**Questions:**
(a) Copy word for word the part of the L1 section that runs from "Start with questions, not" to "the data work.".
(b) In the L1 section, which tool holds the support ticket for Sample Customer 4287?
(c) List the six sources that the L1 section says are needed to answer the question about Sample Customer 4287.

**Selected extract:**
******************************

Most AI integration projects fail at L1. They skip it. They start by connecting to the biggest system they have and end up with a one-system answer to a 6-system question. L1 is the work you do before writing any ingest code: identify which sources hold the data needed to answer the questions the business actually has.
Start with questions, not systems. The cross-system question — which of our highest-value customers are the ones we're failing to serve and who have already complained? — needs data from 4–8 sources joined together. Map every source, write down its freshness SLA, write down its owner. Do this on a whiteboard before any code ships.
Most teams' first move on an AI integration is to connect to the system they know best — usually their CRM — and try to make AI features work from there. Six weeks later, the AI keeps giving incomplete answers because half the relevant data lives somewhere else: billing in Stripe, support in Intercom, product use in Mixpanel, ad spend in Meta Ads. The team didn't skip the data work; they skipped scoping the data work.
L1 is the audit. List every source. List every question the business needs answered. Map each question to the sources that hold the answer. The 25-source number scares people but it's typical for any operating business at scale — DTC, SaaS, services, healthcare, financial services, all the same shape.
The single-customer demo we trace through every layer of this playbook: Sample Customer 4287, returning customer, ~$2K LTV, recent stalled order, just emailed support, active subscription, recent email engagement. Question: should we proactively reach out before she churns? The answer requires 6 sources — Shopify (order), warehouse (fulfillment), carrier API (tracking), Gorgias (support ticket), Recharge (subscription state), Klaviyo (engagement). No single SaaS can answer this. The lake makes it answerable. L1 is where you map the 6 sources.
The 6-source pattern isn't DTC-specific. SaaS: high-MRR account showing churn signals → CRM + product telemetry + support + billing + email = 5 sources. Services: top-decile client with overdue invoice + missed status → CRM + PSA + invoicing + email + project tracker = 5 sources. Healthcare: high-utilization patient with missed follow-ups → EHR + scheduling + billing + clinical notes = 4 sources. The 25-source rule applies everywhere.
Good answer: a structured discovery — list every business question that matters, map each to the sources required, flag the long-tail sources that get skipped at most shops. Bad answer: tell us what systems you have, we'll connect to those. If a vendor pitches you a 5-source build for a 25-source business, they're either inexperienced or optimizing for a fast close. Either way, that's the conversation to have before signing.

******************************

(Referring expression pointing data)
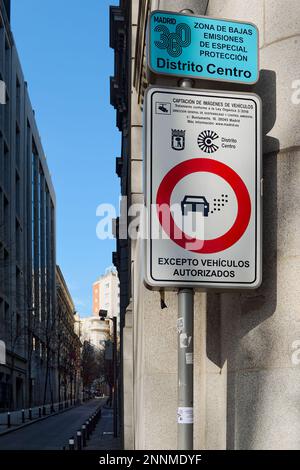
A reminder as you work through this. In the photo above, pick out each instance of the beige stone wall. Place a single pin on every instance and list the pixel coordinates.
(246, 386)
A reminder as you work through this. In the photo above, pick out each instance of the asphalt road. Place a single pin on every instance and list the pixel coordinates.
(51, 433)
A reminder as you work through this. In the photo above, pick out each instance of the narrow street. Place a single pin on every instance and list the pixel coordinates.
(50, 434)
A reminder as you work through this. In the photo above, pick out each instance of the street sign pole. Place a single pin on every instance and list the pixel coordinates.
(185, 328)
(185, 431)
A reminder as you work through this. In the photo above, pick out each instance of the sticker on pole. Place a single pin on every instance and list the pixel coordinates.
(203, 189)
(201, 47)
(185, 415)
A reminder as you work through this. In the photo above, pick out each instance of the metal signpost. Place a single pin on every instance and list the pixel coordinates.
(203, 172)
(201, 47)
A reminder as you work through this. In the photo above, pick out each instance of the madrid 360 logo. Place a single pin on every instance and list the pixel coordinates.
(173, 42)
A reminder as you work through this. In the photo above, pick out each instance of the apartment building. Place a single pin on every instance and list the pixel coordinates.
(246, 367)
(27, 241)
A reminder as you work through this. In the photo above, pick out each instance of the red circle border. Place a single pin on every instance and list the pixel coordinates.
(195, 165)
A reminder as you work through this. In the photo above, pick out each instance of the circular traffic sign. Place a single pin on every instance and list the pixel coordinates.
(163, 202)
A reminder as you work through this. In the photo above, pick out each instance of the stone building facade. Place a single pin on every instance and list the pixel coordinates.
(246, 363)
(27, 241)
(68, 345)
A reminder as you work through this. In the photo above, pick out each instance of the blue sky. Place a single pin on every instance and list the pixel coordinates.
(64, 51)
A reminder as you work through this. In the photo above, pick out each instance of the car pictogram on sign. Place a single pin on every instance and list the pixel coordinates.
(195, 204)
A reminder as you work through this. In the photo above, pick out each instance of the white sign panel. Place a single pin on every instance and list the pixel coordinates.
(203, 188)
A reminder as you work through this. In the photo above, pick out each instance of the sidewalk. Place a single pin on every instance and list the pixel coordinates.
(102, 438)
(37, 413)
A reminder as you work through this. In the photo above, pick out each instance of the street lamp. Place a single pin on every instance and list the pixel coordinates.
(103, 316)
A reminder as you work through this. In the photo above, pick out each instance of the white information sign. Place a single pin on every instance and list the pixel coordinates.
(203, 188)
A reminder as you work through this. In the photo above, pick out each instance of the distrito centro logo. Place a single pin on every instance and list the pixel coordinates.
(173, 42)
(206, 141)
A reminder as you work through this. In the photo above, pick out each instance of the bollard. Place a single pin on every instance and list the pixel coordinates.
(79, 440)
(83, 431)
(71, 444)
(87, 430)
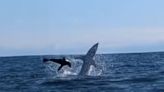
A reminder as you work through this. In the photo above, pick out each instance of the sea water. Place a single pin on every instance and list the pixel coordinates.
(133, 72)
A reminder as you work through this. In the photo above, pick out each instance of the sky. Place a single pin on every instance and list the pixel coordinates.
(41, 27)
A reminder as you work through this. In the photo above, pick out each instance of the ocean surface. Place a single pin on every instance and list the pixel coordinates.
(133, 72)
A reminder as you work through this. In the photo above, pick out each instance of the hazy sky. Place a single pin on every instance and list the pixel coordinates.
(32, 27)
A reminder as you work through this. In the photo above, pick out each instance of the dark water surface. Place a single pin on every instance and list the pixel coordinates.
(140, 72)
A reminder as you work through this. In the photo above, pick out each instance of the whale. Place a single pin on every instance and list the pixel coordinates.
(88, 60)
(62, 62)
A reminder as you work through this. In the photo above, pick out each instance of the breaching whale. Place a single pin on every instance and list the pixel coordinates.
(62, 62)
(88, 60)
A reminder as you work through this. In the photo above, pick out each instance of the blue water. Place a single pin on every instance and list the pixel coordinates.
(138, 72)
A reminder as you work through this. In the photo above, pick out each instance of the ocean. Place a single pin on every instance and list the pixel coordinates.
(131, 72)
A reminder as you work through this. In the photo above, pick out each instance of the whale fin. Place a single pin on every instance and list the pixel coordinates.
(88, 60)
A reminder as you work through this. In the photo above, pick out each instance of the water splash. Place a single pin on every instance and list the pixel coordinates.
(51, 69)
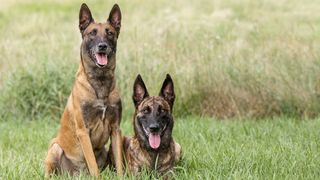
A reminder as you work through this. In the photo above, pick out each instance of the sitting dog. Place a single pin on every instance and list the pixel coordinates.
(152, 145)
(93, 111)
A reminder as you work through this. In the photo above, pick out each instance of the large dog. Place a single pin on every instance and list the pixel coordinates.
(93, 110)
(152, 146)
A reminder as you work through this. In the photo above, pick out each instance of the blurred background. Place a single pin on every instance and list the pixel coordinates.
(228, 59)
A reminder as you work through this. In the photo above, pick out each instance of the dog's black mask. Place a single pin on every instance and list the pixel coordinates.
(99, 43)
(153, 120)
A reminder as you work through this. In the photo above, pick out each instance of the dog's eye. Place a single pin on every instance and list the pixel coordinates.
(146, 110)
(93, 32)
(109, 33)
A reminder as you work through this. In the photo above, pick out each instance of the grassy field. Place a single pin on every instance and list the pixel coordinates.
(269, 149)
(255, 62)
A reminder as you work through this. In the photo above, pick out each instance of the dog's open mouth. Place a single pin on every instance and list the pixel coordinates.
(101, 59)
(154, 138)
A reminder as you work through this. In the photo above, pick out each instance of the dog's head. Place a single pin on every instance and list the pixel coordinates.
(153, 121)
(99, 43)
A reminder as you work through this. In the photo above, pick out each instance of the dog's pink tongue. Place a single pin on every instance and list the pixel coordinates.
(154, 140)
(102, 59)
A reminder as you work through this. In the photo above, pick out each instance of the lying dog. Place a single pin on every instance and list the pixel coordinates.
(152, 146)
(93, 111)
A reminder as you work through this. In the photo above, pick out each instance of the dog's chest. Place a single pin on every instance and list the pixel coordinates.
(98, 117)
(138, 158)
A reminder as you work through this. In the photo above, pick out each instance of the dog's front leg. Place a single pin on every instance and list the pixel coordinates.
(86, 145)
(117, 149)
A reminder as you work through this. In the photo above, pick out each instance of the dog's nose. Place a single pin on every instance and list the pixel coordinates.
(102, 46)
(154, 127)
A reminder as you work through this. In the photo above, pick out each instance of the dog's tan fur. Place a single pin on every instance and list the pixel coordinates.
(93, 111)
(137, 154)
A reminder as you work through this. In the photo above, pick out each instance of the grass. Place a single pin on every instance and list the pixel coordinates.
(278, 148)
(229, 59)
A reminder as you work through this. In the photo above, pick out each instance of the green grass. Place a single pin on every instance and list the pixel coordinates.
(229, 59)
(279, 148)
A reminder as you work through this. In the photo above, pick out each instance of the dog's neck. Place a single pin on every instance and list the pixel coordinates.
(101, 79)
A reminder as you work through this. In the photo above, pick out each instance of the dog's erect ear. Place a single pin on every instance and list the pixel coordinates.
(115, 17)
(139, 91)
(85, 17)
(167, 91)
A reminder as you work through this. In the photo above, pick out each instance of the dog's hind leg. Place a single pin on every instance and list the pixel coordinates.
(52, 161)
(178, 152)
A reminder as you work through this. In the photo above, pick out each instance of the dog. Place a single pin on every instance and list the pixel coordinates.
(152, 146)
(93, 111)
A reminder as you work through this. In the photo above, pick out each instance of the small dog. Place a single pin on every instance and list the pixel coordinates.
(93, 111)
(152, 146)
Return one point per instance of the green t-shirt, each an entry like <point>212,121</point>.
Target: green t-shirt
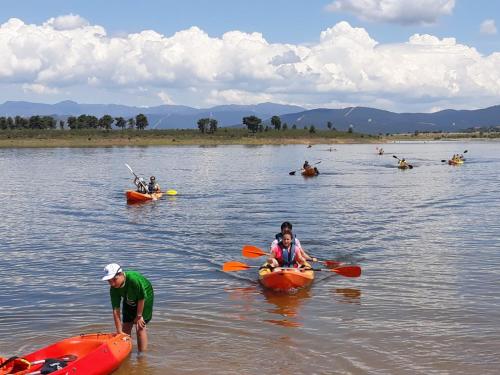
<point>136,287</point>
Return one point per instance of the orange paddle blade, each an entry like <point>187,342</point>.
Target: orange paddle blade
<point>348,271</point>
<point>332,263</point>
<point>234,266</point>
<point>250,251</point>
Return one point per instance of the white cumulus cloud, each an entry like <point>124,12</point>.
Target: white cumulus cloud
<point>397,11</point>
<point>488,27</point>
<point>345,65</point>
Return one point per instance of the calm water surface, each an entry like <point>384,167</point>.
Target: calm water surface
<point>428,301</point>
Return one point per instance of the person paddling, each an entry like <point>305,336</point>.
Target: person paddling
<point>141,185</point>
<point>153,186</point>
<point>137,295</point>
<point>286,253</point>
<point>286,225</point>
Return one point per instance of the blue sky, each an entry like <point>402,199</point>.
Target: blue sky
<point>202,53</point>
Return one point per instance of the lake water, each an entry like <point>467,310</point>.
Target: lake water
<point>427,239</point>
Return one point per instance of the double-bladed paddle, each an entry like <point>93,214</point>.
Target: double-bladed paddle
<point>168,192</point>
<point>250,251</point>
<point>444,161</point>
<point>293,172</point>
<point>409,165</point>
<point>347,271</point>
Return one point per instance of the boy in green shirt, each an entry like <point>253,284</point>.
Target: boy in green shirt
<point>137,294</point>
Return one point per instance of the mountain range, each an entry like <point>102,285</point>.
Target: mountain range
<point>361,119</point>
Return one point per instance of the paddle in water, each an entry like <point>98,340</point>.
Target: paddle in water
<point>346,271</point>
<point>409,165</point>
<point>295,171</point>
<point>444,161</point>
<point>250,251</point>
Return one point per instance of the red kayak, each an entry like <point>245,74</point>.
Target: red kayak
<point>92,354</point>
<point>310,172</point>
<point>136,197</point>
<point>285,279</point>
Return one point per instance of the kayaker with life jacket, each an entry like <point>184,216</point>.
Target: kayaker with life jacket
<point>287,254</point>
<point>286,225</point>
<point>141,185</point>
<point>137,295</point>
<point>153,187</point>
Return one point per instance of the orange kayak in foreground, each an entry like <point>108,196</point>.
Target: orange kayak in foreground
<point>285,279</point>
<point>310,172</point>
<point>136,197</point>
<point>92,354</point>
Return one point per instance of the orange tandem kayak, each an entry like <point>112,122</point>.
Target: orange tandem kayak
<point>92,354</point>
<point>310,172</point>
<point>285,279</point>
<point>136,197</point>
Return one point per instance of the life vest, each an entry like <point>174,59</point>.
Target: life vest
<point>285,257</point>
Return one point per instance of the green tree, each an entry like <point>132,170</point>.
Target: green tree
<point>141,121</point>
<point>131,123</point>
<point>106,122</point>
<point>120,122</point>
<point>213,125</point>
<point>276,122</point>
<point>72,122</point>
<point>203,124</point>
<point>252,123</point>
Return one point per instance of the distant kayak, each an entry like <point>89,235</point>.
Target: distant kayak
<point>310,172</point>
<point>136,197</point>
<point>96,354</point>
<point>285,279</point>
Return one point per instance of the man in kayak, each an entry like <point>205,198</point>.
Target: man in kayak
<point>286,253</point>
<point>137,294</point>
<point>141,185</point>
<point>287,226</point>
<point>153,187</point>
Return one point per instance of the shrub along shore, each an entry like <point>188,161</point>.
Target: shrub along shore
<point>223,136</point>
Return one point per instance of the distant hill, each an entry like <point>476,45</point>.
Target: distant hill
<point>362,119</point>
<point>374,121</point>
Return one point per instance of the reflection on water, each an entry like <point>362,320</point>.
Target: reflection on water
<point>286,306</point>
<point>348,295</point>
<point>427,240</point>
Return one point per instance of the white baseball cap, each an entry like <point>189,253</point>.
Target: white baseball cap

******************************

**Results for the exercise:**
(a)
Start with questions, not systems. The cross-system question — which of our highest-value customers are the ones we're failing to serve and who have already complained? — needs data from 4–8 sources joined together. Map every source, write down its freshness SLA, write down its owner. Do this on a whiteboard before any code ships.
Most teams' first move on an AI integration is to connect to the system they know best — usually their CRM — and try to make AI features work from there. Six weeks later, the AI keeps giving incomplete answers because half the relevant data lives somewhere else: billing in Stripe, support in Intercom, product use in Mixpanel, ad spend in Meta Ads. The team didn't skip the data work; they skipped scoping the data work.

(b) Gorgias

(c) Shopify (order), warehouse (fulfillment), carrier API (tracking), Gorgias (support ticket), Recharge (subscription state), Klaviyo (engagement)